**Segmentation labeling entries**
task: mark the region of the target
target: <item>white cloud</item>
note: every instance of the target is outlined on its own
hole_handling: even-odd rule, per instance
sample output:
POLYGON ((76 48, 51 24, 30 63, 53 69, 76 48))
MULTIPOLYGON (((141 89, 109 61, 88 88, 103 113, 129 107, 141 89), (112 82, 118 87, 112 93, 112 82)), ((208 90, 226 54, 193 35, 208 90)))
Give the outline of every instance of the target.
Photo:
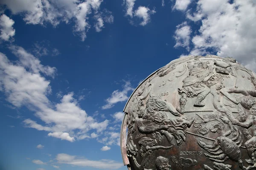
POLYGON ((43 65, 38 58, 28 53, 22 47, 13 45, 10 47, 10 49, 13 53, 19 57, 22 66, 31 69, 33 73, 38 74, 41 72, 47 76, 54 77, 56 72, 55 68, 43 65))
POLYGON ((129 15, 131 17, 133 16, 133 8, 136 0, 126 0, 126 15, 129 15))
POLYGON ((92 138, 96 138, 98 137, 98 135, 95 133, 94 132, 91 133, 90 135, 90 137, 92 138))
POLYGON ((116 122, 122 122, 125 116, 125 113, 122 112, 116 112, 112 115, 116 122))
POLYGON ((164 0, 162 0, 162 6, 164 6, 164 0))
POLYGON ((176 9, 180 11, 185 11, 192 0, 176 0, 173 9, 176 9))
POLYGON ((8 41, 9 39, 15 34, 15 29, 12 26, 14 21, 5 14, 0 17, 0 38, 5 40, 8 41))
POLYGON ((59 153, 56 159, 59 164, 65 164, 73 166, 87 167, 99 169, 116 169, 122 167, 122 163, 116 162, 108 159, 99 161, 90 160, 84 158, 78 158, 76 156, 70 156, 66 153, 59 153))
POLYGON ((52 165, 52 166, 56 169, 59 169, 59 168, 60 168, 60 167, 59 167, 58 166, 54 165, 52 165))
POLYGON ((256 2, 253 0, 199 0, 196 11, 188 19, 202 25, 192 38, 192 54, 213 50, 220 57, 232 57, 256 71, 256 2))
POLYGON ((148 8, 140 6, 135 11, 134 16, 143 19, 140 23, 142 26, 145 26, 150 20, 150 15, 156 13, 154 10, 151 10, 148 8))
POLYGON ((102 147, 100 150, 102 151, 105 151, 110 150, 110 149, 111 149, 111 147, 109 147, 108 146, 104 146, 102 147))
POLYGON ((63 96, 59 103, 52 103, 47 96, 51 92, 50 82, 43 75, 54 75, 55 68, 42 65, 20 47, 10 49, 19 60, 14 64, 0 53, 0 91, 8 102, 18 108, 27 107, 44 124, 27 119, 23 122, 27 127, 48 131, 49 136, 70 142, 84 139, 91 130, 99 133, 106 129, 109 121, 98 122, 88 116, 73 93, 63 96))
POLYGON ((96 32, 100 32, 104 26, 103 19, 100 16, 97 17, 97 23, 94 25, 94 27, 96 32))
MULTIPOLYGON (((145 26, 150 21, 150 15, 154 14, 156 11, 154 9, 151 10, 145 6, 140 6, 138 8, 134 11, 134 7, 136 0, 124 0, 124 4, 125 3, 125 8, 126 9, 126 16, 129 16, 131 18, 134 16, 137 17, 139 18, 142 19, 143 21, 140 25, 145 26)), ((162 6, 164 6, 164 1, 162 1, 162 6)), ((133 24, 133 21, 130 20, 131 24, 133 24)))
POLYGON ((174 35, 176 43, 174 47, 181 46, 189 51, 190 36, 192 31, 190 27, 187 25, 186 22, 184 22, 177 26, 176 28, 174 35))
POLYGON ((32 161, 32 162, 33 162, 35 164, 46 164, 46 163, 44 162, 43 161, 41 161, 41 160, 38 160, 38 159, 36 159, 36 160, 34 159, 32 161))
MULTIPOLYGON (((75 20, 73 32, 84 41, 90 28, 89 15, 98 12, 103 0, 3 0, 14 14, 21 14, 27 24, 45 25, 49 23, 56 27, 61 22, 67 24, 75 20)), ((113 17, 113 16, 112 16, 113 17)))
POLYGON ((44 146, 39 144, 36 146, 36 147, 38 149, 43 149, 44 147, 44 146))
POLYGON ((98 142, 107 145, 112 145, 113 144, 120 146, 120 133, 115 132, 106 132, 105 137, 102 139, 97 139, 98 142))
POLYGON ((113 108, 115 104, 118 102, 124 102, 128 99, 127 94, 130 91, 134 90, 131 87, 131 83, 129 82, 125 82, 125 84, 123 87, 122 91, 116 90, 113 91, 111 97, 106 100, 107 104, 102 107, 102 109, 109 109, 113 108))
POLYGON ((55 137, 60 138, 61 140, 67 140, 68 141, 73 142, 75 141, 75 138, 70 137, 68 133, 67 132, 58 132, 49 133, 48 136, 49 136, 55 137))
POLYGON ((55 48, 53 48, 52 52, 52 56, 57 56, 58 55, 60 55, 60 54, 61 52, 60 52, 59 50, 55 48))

**Task instructions**
Copy all of the entries above word for word, leaving out the pictures.

**Answer in full**
task: mark the region of the target
target: <item>white cloud</item>
note: every instance of the target is outlined on its own
hole_handling: even-odd rule, per instance
sample output:
POLYGON ((76 48, 51 24, 30 63, 53 69, 76 48))
MULTIPOLYGON (((141 89, 109 61, 88 88, 103 113, 129 107, 141 89), (112 82, 118 87, 112 93, 112 82)), ((208 90, 226 54, 193 35, 208 90)))
Give the outline of every instance of the target.
Photo:
POLYGON ((43 65, 38 58, 28 53, 22 47, 13 45, 10 47, 10 49, 13 53, 19 57, 22 66, 31 69, 33 73, 38 74, 41 72, 47 76, 54 77, 56 72, 55 68, 43 65))
POLYGON ((129 15, 131 17, 133 16, 133 8, 136 0, 126 0, 126 15, 129 15))
POLYGON ((92 138, 96 138, 98 137, 98 135, 95 133, 94 132, 91 133, 90 135, 90 137, 92 138))
POLYGON ((116 122, 122 122, 125 116, 125 113, 122 112, 116 112, 112 115, 116 122))
POLYGON ((164 0, 162 0, 162 6, 164 6, 164 0))
POLYGON ((176 9, 180 11, 185 11, 192 0, 176 0, 173 9, 176 9))
POLYGON ((8 41, 9 39, 15 34, 15 29, 12 26, 14 21, 5 14, 0 17, 0 38, 5 40, 8 41))
POLYGON ((59 153, 56 159, 59 164, 65 164, 73 166, 87 167, 99 169, 116 169, 122 167, 122 163, 116 162, 108 159, 99 161, 90 160, 84 158, 78 158, 76 156, 70 156, 66 153, 59 153))
POLYGON ((52 165, 52 166, 56 169, 59 169, 59 168, 60 168, 60 167, 59 167, 58 166, 54 165, 52 165))
POLYGON ((256 2, 253 0, 199 0, 196 11, 188 19, 202 25, 192 38, 192 54, 213 50, 220 57, 232 57, 256 71, 256 2))
POLYGON ((148 8, 140 6, 135 11, 134 16, 143 19, 140 23, 142 26, 145 26, 150 20, 150 15, 156 13, 154 10, 151 10, 148 8))
POLYGON ((102 147, 100 150, 102 151, 105 151, 110 150, 110 149, 111 149, 111 147, 109 147, 108 146, 104 146, 102 147))
POLYGON ((63 96, 59 103, 52 103, 47 96, 51 92, 50 82, 43 75, 54 75, 55 68, 42 65, 20 47, 10 49, 19 60, 14 64, 0 53, 0 91, 8 102, 18 108, 27 107, 44 124, 27 119, 23 122, 27 127, 48 131, 49 136, 70 142, 84 139, 91 130, 99 133, 106 129, 109 121, 98 122, 88 116, 73 93, 63 96))
POLYGON ((96 32, 100 32, 104 26, 103 19, 100 16, 97 17, 97 23, 94 25, 94 27, 96 32))
MULTIPOLYGON (((145 26, 150 21, 150 15, 154 14, 156 11, 154 9, 151 10, 145 6, 140 6, 138 8, 134 11, 134 7, 136 0, 124 0, 124 4, 125 3, 125 8, 126 9, 126 16, 129 16, 131 18, 134 16, 137 17, 139 18, 142 19, 143 21, 140 25, 145 26)), ((162 6, 164 6, 164 1, 162 1, 162 6)), ((133 24, 133 21, 130 20, 131 24, 133 24)))
POLYGON ((174 35, 176 43, 174 47, 181 46, 189 51, 190 36, 192 31, 190 27, 187 25, 186 22, 184 22, 177 26, 176 28, 174 35))
POLYGON ((32 161, 32 162, 33 162, 35 164, 46 164, 46 163, 44 162, 43 161, 41 161, 41 160, 38 160, 38 159, 36 159, 36 160, 34 159, 32 161))
MULTIPOLYGON (((75 20, 73 32, 84 41, 90 28, 89 15, 98 12, 103 0, 3 0, 14 14, 21 14, 27 24, 45 25, 49 23, 56 27, 61 22, 67 24, 75 20)), ((113 17, 113 16, 112 16, 113 17)))
POLYGON ((44 146, 39 144, 36 146, 36 147, 38 149, 43 149, 44 147, 44 146))
POLYGON ((98 142, 107 145, 112 145, 113 144, 120 146, 120 133, 115 132, 106 132, 105 137, 102 139, 97 139, 98 142))
POLYGON ((113 108, 115 104, 118 102, 124 102, 128 99, 127 94, 130 91, 134 90, 131 87, 131 83, 129 82, 125 82, 125 84, 123 87, 122 91, 116 90, 113 91, 111 97, 106 100, 107 104, 102 107, 102 109, 109 109, 113 108))
POLYGON ((55 137, 60 138, 61 140, 67 140, 68 141, 73 142, 75 141, 75 138, 70 137, 68 133, 67 132, 58 132, 49 133, 48 136, 49 136, 55 137))
POLYGON ((55 48, 53 48, 52 52, 52 56, 57 56, 58 55, 60 55, 60 54, 61 52, 60 52, 59 50, 55 48))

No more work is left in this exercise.